======== DATASET RECORDS

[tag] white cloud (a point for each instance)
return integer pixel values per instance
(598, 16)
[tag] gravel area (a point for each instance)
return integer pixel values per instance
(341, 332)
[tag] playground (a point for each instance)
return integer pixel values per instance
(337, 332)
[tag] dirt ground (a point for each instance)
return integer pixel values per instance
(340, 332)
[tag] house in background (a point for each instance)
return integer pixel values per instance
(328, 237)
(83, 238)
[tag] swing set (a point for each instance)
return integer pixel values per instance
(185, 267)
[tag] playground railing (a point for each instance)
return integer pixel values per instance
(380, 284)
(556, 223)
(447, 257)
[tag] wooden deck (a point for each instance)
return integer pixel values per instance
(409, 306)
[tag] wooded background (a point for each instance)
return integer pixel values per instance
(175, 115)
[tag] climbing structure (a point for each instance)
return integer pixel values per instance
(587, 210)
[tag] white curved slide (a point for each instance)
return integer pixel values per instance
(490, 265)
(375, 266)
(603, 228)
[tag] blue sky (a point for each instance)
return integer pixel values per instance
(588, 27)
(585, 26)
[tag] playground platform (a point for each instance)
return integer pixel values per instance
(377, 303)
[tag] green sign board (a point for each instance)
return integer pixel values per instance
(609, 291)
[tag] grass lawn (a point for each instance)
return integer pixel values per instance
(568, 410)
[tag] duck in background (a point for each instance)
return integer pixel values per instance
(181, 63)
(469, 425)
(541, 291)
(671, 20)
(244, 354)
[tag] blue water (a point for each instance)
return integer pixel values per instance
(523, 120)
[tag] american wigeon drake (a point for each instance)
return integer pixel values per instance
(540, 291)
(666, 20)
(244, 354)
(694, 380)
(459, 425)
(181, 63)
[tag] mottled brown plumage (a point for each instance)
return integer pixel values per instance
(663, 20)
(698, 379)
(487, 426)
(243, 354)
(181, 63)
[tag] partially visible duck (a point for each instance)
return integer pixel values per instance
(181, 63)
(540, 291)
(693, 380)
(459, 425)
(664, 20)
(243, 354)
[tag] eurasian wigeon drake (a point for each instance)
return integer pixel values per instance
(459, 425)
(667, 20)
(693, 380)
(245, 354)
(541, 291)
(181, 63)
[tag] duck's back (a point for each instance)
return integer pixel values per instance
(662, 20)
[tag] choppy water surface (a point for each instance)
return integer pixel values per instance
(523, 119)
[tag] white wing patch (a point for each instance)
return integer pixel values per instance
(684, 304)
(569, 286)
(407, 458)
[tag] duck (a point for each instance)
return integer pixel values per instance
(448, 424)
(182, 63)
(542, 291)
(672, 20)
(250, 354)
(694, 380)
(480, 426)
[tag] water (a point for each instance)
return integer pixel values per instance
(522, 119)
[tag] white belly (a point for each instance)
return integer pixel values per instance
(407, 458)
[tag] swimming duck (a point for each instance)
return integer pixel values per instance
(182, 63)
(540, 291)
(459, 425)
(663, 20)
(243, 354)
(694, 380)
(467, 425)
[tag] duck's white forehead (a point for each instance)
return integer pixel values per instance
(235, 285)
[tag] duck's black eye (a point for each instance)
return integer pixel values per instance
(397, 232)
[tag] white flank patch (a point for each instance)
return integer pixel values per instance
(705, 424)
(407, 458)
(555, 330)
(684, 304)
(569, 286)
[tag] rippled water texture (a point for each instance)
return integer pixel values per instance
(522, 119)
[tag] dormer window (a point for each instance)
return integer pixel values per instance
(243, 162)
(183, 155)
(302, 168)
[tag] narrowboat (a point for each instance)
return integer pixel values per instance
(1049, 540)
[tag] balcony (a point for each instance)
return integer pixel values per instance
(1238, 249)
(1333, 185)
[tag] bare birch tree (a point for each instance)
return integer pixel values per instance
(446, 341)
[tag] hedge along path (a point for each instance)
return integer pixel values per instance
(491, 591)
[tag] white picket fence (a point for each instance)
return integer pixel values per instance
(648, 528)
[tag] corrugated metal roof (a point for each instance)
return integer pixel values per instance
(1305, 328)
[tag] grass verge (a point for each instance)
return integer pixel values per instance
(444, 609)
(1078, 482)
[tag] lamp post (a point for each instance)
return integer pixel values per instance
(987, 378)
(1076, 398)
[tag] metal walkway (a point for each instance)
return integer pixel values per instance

================

WRITTEN EXERCISE >>
Rewrite all of the rows above, substituting "whole-number pixel coordinates" for every occurrence of "integer pixel values" and leaving everything else unchanged.

CORRECT ANSWER >>
[tag] white cloud (a point for each instance)
return whole-number pixel coordinates per instance
(598, 16)
[tag] gravel area (a point for each instance)
return whole-number pixel coordinates per instance
(341, 332)
[tag] playground (a point for each instance)
return whole-number pixel coordinates per instance
(337, 332)
[tag] dirt ground (a point for each instance)
return whole-number pixel coordinates per instance
(340, 332)
[tag] house in background (a point for each instance)
return whole-number pixel coordinates per instance
(328, 237)
(83, 238)
[tag] swing set (a point for each instance)
return whole-number pixel coordinates per instance
(185, 267)
[tag] playground railing (a point for each instance)
return whole-number pixel coordinates per instance
(380, 284)
(556, 223)
(447, 257)
[tag] wooden deck (a point for each instance)
return whole-number pixel coordinates per instance
(409, 306)
[tag] wooded background (a point for each instance)
return whole-number pixel coordinates per instance
(175, 115)
[tag] climbing structure (a point for each instance)
return whole-number pixel coordinates per instance
(587, 210)
[tag] white curved slide (a point for each instance)
return whole-number pixel coordinates per instance
(490, 265)
(375, 266)
(603, 228)
[tag] blue sky (a point for each instance)
return whole-number pixel coordinates per instance
(588, 27)
(585, 26)
[tag] playground platform (a point for each instance)
return whole-number pixel coordinates per instance
(377, 303)
[tag] green sign board (a point for each instance)
return whole-number pixel coordinates per instance
(609, 291)
[tag] grass lawn (a point for each instance)
return whole-number pixel coordinates per instance
(568, 410)
[tag] duck in background (a point for each instance)
return whole-number pixel coordinates per instance
(181, 63)
(469, 425)
(541, 291)
(671, 20)
(244, 354)
[tag] blue water (a point for each instance)
return whole-number pixel coordinates per instance
(523, 120)
[tag] american wigeon drake (a point for each instance)
return whole-number pixel coordinates per instance
(540, 291)
(666, 20)
(244, 354)
(694, 380)
(459, 425)
(181, 63)
[tag] mottled brown plumage (a point for each instance)
return whole-number pixel coordinates per instance
(663, 20)
(698, 379)
(487, 426)
(243, 354)
(181, 63)
[tag] partially visible duck (a point for each instance)
return whole-number pixel coordinates per instance
(181, 63)
(540, 291)
(693, 380)
(459, 425)
(664, 20)
(243, 354)
[tag] eurasian wigeon drake (a point for each instance)
return whole-number pixel coordinates per instance
(459, 425)
(667, 20)
(693, 380)
(245, 354)
(541, 291)
(181, 63)
[tag] duck's back (a point for each instance)
return whole-number pixel coordinates per instance
(662, 20)
[tag] choppy water surface (a point for each instance)
return whole-number pixel coordinates per instance
(523, 119)
[tag] white wing patch (a point for each instance)
return whole-number pixel coordinates per instance
(684, 304)
(569, 286)
(407, 458)
[tag] duck (a point for each instance)
return whole-number pixel coordinates per instance
(448, 424)
(182, 63)
(542, 291)
(672, 20)
(250, 354)
(694, 380)
(480, 426)
[tag] water (a point for each instance)
return whole-number pixel coordinates per instance
(522, 119)
[tag] white belly (a point for each instance)
return whole-number pixel coordinates per instance
(407, 458)
[tag] swimming duck (a point for each instance)
return whole-number pixel coordinates per instance
(182, 63)
(540, 291)
(459, 425)
(663, 20)
(243, 354)
(694, 380)
(467, 425)
[tag] duck's white forehead (a point for each instance)
return whole-number pixel coordinates per instance
(235, 285)
[tag] duck's black eye (a point for each instance)
return whole-number pixel coordinates per instance
(397, 232)
[tag] white flank patch (a point for each instance)
return whole-number pixel coordinates per instance
(705, 424)
(407, 458)
(555, 330)
(684, 304)
(569, 286)
[tag] rippled water texture (a point for each instance)
return whole-number pixel coordinates per instance
(522, 119)
[tag] dormer window (a point for each instance)
return whole-number pixel coordinates per instance
(243, 162)
(183, 155)
(302, 168)
[tag] narrowboat (a point for each instance)
return whole-number pixel coordinates per instance
(1049, 540)
[tag] balcony (a point for each instance)
return whole-number pixel coordinates per instance
(1238, 249)
(1333, 185)
[tag] bare birch tree (a point for each instance)
return whole-number pixel coordinates per instance
(446, 341)
[tag] hedge along path (a point for each instance)
return whole-number pixel coordinates per instance
(491, 591)
[tag] white picket fence (a point for each instance)
return whole-number pixel coordinates per instance
(648, 528)
[tag] corrugated metal roof (a point for each instance)
return whole-number pixel coordinates per instance
(1305, 328)
[tag] grass verge (a point for each instance)
return whole-number pixel coordinates per instance
(444, 609)
(1078, 482)
[tag] lamp post (a point for each instance)
return whole-number pixel coordinates per instance
(987, 378)
(1076, 398)
[tag] metal walkway (a point for each instance)
return whole-number pixel coordinates per instance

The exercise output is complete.